— Start Records supplied —

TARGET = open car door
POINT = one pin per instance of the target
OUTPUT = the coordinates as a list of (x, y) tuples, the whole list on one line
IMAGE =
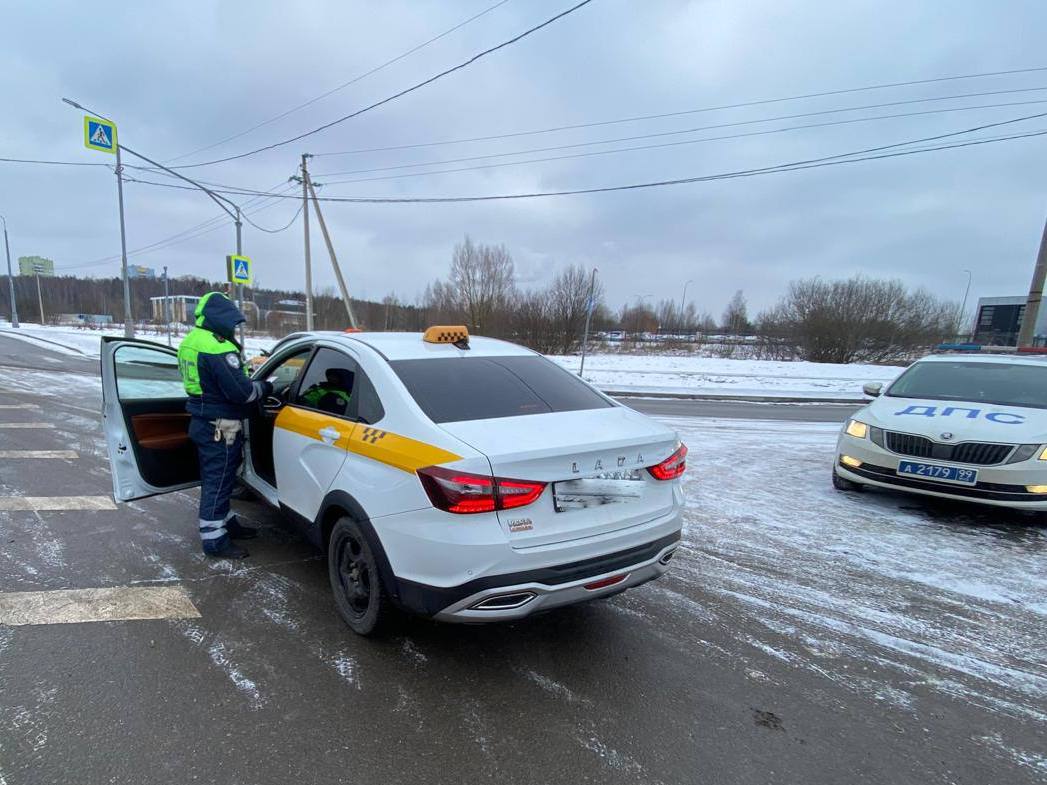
[(145, 420)]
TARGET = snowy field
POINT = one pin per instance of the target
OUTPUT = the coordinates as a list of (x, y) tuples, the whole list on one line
[(637, 374), (662, 374)]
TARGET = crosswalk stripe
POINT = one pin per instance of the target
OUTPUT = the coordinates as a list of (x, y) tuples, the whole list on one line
[(116, 604), (10, 503), (62, 454)]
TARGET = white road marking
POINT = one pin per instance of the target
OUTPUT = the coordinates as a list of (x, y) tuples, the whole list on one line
[(75, 606), (8, 503), (61, 454)]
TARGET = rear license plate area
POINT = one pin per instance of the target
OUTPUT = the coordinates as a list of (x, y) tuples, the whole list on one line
[(954, 474), (613, 488)]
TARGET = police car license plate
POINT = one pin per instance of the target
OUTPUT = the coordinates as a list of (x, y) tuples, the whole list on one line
[(940, 473)]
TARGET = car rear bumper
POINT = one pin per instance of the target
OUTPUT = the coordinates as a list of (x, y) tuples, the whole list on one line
[(518, 595)]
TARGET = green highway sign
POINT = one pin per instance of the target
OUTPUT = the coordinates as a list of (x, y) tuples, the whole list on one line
[(239, 269), (99, 134)]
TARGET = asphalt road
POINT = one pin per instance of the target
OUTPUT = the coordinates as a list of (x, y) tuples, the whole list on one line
[(673, 682)]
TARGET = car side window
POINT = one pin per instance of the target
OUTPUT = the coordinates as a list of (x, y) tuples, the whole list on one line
[(147, 373), (286, 373), (328, 383), (335, 384)]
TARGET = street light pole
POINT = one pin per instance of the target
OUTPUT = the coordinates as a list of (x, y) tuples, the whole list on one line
[(683, 299), (589, 306), (963, 308), (10, 277), (221, 201)]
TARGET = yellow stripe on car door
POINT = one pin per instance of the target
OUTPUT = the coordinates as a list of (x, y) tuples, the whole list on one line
[(385, 447)]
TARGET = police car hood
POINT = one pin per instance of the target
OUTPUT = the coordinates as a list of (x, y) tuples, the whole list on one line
[(965, 421)]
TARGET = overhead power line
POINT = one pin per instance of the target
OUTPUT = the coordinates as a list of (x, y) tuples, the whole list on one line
[(850, 157), (399, 94), (663, 115), (343, 85), (850, 120)]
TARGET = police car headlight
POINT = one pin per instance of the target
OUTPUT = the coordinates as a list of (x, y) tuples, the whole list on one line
[(861, 430)]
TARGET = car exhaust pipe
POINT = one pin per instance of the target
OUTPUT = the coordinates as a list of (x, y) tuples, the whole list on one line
[(505, 602)]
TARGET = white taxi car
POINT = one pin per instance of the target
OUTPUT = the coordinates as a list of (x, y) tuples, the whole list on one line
[(469, 479), (971, 427)]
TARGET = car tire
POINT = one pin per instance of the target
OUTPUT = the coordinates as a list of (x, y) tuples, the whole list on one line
[(844, 485), (355, 579)]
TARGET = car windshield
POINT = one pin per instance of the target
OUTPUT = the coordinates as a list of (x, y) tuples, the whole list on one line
[(455, 388), (1000, 383)]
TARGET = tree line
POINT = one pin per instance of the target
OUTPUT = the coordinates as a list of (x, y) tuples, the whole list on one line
[(849, 320)]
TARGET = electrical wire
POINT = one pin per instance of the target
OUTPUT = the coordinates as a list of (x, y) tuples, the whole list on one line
[(205, 227), (343, 85), (658, 135), (637, 118), (808, 163), (399, 94), (50, 163)]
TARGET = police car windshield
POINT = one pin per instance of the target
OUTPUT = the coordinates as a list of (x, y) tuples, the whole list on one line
[(457, 388), (1001, 383)]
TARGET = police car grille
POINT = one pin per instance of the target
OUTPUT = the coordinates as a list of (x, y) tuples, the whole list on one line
[(978, 453)]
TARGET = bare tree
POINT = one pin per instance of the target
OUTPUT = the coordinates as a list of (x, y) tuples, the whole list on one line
[(855, 320), (736, 315), (482, 282), (569, 304)]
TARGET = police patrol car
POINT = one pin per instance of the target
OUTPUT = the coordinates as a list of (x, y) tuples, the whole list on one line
[(970, 427), (469, 479)]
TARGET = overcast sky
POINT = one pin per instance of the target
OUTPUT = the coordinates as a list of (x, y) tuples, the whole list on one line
[(181, 75)]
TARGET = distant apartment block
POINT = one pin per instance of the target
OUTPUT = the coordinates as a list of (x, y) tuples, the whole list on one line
[(35, 266), (138, 271)]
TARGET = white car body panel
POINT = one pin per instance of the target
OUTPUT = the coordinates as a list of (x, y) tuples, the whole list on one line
[(317, 455)]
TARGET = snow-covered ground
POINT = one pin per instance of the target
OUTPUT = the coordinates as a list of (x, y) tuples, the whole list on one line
[(637, 374), (689, 375)]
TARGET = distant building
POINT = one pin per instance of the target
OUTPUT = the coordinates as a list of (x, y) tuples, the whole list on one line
[(35, 266), (182, 308), (999, 320), (86, 319)]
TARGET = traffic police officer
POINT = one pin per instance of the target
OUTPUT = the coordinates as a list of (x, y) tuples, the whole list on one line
[(219, 390)]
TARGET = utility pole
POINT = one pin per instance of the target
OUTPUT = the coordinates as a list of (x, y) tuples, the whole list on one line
[(963, 308), (10, 277), (309, 263), (334, 259), (40, 299), (589, 307), (683, 299), (1028, 329), (166, 307)]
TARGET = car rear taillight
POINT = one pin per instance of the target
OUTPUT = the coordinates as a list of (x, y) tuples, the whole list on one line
[(464, 493), (672, 467)]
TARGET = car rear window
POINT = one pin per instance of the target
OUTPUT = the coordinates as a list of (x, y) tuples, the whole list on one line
[(1000, 383), (455, 388)]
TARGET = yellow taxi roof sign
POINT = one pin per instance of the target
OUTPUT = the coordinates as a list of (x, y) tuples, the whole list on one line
[(446, 334)]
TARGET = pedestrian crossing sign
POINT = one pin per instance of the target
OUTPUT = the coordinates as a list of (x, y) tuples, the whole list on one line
[(99, 134), (239, 269)]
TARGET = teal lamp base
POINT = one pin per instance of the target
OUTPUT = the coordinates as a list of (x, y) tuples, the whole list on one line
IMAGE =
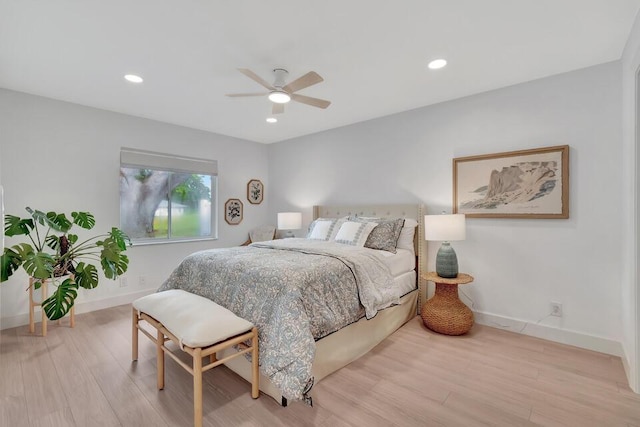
[(446, 261)]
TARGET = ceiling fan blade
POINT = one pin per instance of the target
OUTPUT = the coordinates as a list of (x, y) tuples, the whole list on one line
[(307, 80), (314, 102), (233, 95), (253, 76), (277, 108)]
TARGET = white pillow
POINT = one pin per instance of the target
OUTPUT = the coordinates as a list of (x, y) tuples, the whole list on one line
[(354, 233), (321, 229), (405, 241)]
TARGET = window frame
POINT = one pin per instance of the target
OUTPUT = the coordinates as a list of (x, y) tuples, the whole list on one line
[(163, 162)]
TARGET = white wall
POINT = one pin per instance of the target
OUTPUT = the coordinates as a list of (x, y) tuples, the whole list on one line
[(519, 265), (65, 157), (630, 295)]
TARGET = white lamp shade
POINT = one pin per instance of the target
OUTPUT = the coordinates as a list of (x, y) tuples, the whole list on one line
[(289, 220), (445, 228)]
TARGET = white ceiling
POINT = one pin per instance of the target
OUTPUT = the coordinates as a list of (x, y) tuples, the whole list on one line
[(372, 54)]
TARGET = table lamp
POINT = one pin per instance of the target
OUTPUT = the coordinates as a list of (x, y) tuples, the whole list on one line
[(445, 228), (289, 221)]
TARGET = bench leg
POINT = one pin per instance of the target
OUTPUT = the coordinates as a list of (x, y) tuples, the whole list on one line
[(197, 387), (255, 378), (160, 359), (134, 334)]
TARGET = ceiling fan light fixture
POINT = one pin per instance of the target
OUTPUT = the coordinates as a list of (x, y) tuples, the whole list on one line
[(437, 64), (133, 78), (279, 97)]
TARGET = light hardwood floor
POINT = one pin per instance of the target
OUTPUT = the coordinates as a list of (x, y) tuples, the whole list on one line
[(84, 377)]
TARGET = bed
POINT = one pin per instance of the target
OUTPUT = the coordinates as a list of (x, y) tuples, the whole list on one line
[(338, 348)]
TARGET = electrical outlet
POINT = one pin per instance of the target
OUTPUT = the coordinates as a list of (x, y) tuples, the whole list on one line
[(556, 309)]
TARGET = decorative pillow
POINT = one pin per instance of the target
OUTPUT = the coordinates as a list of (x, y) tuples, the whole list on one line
[(405, 241), (385, 236), (336, 227), (354, 233), (321, 229)]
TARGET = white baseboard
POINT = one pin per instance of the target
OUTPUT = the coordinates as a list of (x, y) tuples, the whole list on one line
[(83, 307), (564, 336)]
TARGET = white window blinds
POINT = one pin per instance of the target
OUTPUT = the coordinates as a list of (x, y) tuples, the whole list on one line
[(142, 159)]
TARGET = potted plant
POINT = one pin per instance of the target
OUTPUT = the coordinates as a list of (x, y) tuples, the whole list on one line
[(56, 253)]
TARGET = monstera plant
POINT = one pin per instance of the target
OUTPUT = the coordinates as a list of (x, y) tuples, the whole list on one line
[(54, 252)]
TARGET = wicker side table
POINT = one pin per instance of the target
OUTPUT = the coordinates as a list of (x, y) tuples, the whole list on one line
[(444, 312)]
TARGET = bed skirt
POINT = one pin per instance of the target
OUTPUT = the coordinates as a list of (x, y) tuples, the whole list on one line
[(342, 347)]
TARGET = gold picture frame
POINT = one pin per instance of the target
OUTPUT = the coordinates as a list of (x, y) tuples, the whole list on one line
[(255, 191), (516, 184), (233, 211)]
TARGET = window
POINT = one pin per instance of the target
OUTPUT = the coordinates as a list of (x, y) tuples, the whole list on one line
[(167, 198)]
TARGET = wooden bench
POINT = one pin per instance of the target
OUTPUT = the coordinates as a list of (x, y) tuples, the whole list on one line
[(201, 328)]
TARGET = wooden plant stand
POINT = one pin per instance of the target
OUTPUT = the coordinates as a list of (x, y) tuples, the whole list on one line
[(33, 304)]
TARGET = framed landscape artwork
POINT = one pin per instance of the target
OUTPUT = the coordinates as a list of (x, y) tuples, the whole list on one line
[(516, 184), (233, 211), (255, 191)]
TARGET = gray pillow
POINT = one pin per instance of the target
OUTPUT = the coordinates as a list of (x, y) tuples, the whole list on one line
[(385, 236)]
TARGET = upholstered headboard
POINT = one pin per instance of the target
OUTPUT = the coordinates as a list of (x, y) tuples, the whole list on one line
[(416, 212)]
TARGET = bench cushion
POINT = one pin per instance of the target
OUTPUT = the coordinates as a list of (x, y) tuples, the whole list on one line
[(196, 321)]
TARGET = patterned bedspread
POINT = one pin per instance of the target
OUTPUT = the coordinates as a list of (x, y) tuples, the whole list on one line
[(294, 291)]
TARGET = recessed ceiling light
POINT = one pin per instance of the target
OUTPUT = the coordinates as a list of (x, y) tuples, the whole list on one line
[(437, 63), (133, 78), (279, 97)]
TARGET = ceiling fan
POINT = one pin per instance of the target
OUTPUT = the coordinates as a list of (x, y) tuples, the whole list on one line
[(281, 93)]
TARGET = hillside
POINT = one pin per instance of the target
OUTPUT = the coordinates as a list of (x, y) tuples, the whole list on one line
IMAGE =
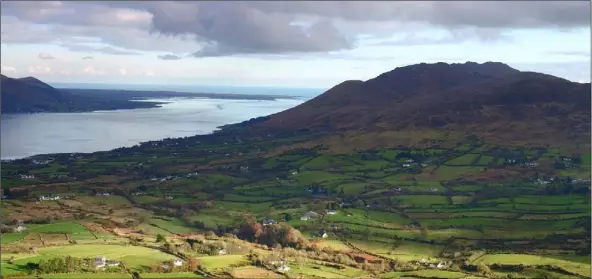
[(481, 99), (30, 95)]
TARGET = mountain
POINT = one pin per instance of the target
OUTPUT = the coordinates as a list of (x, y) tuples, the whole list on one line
[(489, 100), (29, 95)]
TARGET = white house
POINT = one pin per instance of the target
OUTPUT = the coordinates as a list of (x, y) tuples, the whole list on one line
[(113, 263), (100, 262), (283, 268), (49, 197), (20, 228)]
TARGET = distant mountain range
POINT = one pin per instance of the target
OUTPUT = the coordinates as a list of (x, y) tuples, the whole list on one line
[(30, 95), (489, 100)]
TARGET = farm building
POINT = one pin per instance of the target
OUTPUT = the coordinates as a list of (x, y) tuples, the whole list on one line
[(100, 262), (49, 197), (309, 215), (27, 176), (283, 268), (267, 222)]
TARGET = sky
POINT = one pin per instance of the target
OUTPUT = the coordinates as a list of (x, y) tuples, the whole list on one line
[(305, 44)]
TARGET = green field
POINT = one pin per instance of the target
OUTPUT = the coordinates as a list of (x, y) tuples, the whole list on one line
[(464, 160)]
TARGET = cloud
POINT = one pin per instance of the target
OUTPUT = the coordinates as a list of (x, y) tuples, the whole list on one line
[(8, 69), (210, 29), (169, 57), (456, 36), (45, 56), (585, 54), (104, 50), (38, 70)]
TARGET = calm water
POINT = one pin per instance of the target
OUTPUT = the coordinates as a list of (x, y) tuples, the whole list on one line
[(24, 135)]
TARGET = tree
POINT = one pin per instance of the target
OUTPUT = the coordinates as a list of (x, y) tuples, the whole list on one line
[(192, 264)]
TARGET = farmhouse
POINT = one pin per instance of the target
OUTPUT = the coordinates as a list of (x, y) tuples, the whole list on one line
[(267, 222), (100, 262), (309, 215), (283, 268), (49, 197), (113, 263), (20, 228)]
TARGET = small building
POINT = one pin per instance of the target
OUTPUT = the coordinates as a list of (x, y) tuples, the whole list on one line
[(20, 228), (309, 215), (267, 222), (283, 268), (27, 176), (100, 262), (113, 263), (49, 197)]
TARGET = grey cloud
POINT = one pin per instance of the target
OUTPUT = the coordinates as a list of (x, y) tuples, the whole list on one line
[(269, 27), (105, 50), (571, 53), (169, 57), (455, 36), (45, 56)]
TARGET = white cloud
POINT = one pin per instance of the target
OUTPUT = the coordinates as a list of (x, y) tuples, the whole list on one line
[(8, 69), (45, 56), (89, 70), (38, 70)]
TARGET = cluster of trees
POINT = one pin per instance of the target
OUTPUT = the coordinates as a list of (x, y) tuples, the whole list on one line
[(69, 264), (272, 235)]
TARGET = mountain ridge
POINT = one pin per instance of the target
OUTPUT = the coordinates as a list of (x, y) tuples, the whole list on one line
[(443, 96)]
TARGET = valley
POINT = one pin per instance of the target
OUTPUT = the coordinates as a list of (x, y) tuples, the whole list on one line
[(465, 209)]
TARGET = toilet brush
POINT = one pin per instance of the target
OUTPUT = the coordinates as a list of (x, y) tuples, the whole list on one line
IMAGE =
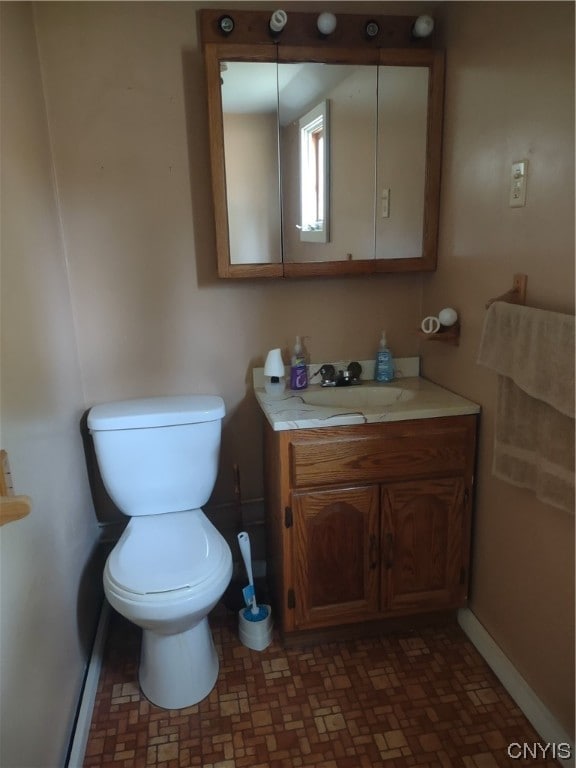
[(253, 612)]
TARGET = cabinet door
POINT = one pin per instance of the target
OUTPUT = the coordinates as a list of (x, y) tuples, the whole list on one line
[(336, 556), (424, 540)]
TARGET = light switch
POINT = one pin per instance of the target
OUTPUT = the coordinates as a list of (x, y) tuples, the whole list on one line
[(518, 184)]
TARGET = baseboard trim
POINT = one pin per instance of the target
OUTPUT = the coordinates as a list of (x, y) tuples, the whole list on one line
[(88, 695), (538, 714)]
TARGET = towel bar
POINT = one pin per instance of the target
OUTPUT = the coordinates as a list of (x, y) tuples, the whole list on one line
[(516, 295)]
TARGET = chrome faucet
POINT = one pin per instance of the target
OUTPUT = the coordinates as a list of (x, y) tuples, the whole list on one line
[(344, 378)]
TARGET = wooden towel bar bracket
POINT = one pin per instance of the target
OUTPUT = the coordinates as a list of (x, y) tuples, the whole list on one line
[(11, 507), (517, 294)]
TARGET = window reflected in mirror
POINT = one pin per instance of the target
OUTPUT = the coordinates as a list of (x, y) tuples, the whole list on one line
[(314, 175), (328, 130)]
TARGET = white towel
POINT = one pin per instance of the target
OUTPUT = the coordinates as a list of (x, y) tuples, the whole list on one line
[(533, 352)]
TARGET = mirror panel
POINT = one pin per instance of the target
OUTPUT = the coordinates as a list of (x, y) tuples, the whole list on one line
[(402, 141), (250, 125), (348, 94)]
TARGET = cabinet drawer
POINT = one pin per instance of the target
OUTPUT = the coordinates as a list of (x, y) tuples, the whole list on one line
[(383, 453)]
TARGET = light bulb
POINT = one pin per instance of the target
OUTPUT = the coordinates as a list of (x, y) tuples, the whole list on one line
[(326, 23), (423, 26)]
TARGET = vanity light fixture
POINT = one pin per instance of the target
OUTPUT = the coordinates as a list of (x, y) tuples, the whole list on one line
[(326, 23), (278, 21), (226, 25), (423, 26)]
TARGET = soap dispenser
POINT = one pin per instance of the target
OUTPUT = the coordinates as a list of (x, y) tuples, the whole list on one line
[(298, 367), (384, 369)]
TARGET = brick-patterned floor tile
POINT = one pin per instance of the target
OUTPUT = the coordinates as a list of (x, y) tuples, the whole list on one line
[(421, 699)]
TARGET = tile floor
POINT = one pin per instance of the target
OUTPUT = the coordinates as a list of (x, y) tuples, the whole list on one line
[(420, 699)]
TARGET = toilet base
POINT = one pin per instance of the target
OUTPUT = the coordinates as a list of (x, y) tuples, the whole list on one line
[(177, 671)]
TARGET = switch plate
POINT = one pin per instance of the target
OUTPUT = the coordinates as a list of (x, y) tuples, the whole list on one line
[(385, 203), (518, 181)]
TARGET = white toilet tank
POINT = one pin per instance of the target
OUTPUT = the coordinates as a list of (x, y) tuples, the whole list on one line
[(158, 454)]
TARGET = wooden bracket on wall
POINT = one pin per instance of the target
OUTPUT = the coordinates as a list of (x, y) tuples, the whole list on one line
[(517, 294), (11, 507)]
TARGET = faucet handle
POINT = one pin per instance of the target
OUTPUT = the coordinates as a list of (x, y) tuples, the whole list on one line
[(327, 373), (355, 371)]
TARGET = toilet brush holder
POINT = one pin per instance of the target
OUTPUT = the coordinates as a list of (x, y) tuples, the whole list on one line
[(255, 630)]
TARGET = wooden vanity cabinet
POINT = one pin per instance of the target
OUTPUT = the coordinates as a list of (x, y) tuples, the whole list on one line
[(368, 522)]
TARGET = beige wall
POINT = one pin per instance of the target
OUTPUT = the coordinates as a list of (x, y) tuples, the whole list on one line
[(126, 104), (50, 596), (510, 95), (125, 99)]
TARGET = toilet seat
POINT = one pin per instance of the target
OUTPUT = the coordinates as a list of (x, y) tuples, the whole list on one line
[(165, 556)]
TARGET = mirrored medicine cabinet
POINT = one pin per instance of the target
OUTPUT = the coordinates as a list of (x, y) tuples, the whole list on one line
[(325, 150)]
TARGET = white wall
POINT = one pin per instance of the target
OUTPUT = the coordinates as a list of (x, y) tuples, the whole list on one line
[(48, 602)]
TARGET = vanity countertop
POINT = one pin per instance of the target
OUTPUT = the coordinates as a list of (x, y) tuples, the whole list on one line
[(411, 398)]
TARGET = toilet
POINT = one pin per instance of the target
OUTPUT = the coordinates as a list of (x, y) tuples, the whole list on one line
[(158, 458)]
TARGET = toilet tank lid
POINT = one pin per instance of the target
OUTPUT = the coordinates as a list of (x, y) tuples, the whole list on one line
[(155, 412)]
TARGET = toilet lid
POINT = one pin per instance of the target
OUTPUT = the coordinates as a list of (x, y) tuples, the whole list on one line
[(162, 553)]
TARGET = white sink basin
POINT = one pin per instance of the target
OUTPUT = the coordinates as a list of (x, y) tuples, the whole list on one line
[(357, 397)]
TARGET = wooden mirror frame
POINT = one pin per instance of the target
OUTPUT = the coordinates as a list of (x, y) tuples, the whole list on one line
[(251, 40)]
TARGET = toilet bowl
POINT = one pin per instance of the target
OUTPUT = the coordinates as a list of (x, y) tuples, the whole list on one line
[(170, 566)]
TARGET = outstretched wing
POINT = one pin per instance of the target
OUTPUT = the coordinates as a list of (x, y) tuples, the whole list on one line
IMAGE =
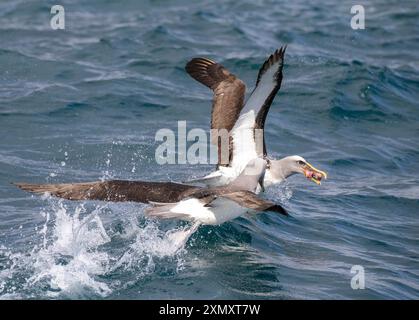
[(114, 190), (228, 99), (246, 140), (228, 90), (252, 201)]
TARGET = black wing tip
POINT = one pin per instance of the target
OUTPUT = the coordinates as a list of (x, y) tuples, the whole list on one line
[(200, 70), (199, 62), (278, 55)]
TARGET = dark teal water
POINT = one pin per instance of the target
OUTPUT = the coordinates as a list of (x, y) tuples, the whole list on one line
[(84, 103)]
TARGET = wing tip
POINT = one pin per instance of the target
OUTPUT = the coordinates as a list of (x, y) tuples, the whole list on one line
[(278, 55)]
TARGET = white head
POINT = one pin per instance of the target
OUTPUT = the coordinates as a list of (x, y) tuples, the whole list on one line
[(285, 167)]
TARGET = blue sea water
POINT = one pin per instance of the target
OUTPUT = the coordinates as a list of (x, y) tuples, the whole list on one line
[(84, 103)]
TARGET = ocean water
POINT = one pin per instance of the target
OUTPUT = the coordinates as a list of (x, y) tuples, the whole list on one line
[(84, 103)]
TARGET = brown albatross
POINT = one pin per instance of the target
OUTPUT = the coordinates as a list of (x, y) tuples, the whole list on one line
[(173, 200), (243, 119)]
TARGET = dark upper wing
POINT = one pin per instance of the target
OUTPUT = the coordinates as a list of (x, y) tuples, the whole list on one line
[(228, 90), (252, 201), (244, 198), (115, 190), (268, 84)]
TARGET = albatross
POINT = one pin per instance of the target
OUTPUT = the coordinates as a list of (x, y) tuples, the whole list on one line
[(242, 120), (170, 200)]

— End Records supplied —

Required task — Copy out the lines of the data running from the line containing "TARGET = rear license plate area" through the line containing "[(673, 682)]", including both of those lines, character for character.

The result —
TARGET = rear license plate area
POINT = one pin per instance of the target
OUTPUT = the coordinates as a list of (x, y) tuples, the whole list on one line
[(954, 474), (613, 488)]
TARGET = police car license plate
POINT = one pin per instance of the target
OUTPUT = the coordinates as a list of (x, y) tuples, the whole list on one line
[(940, 473)]
TARGET = car rear bumper
POINT = one pin per instance of the target
OUTPUT = the coordinates as a list of (x, y) tuples, the whole list on one line
[(518, 595)]
TARGET = green highway sign
POINT = one pin per instance of the target
OUTPUT = the coordinates as a list of (x, y) tuples, the whole list on one line
[(239, 269), (99, 134)]
TARGET = asphalt road
POINT = one pin per instance of the target
OUTPUT = the coordinates as a list of (x, y) tuples, the whole list on one line
[(673, 682)]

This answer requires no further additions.